_Task to complete_
Return only the lines from the one containing "baseball cap? Mark that spot." to the end of the material, with each one exactly as it appears.

_Task inputs_

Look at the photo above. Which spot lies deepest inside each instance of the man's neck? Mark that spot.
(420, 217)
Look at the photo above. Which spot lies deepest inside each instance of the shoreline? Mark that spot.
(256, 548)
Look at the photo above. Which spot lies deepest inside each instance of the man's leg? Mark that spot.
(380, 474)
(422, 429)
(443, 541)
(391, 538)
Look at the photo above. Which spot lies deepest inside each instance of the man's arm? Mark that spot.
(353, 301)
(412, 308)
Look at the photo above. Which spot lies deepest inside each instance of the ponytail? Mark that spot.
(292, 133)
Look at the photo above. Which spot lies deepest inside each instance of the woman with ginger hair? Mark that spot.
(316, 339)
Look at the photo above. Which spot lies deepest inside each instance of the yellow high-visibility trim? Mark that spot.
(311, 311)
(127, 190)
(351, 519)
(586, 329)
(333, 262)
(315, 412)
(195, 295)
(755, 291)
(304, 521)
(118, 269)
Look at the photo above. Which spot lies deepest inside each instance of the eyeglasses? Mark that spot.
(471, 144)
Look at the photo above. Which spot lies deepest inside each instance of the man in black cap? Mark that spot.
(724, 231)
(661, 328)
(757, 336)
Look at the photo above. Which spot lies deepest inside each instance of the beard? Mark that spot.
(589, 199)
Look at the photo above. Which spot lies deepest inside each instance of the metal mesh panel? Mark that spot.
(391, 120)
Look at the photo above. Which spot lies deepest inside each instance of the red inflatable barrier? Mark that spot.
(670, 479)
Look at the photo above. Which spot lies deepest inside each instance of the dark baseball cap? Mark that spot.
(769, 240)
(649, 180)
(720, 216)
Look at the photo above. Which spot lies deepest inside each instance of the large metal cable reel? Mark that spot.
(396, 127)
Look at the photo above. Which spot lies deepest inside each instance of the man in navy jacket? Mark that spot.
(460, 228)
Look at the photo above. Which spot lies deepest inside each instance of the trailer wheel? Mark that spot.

_Response area_
Look at the photo above. Which spot lies deepest inside each instance of the dark baseball cap? Mark that spot.
(769, 240)
(649, 180)
(720, 216)
Look at the photo above. Which spot lies deepest inside each instance of the large metal cable reel? Mark that spot.
(396, 127)
Look at the photo above. Which spot lies deepest inside each instance of the man in navy jacket? Mark that spot.
(460, 228)
Look at the photo above. Which spot lies deepest inside each instance of the trailer wheel? Mark that spot.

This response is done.